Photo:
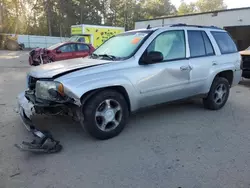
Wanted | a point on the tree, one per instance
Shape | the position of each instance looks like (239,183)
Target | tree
(201,6)
(186,8)
(210,5)
(157,8)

◆ Exercise description: Wherever the word "instance" shows up in the material, copy the line it is on.

◆ Response for this exercise:
Wanted | a point on the tree, one per instance
Shape | the position of each instance looks like (239,183)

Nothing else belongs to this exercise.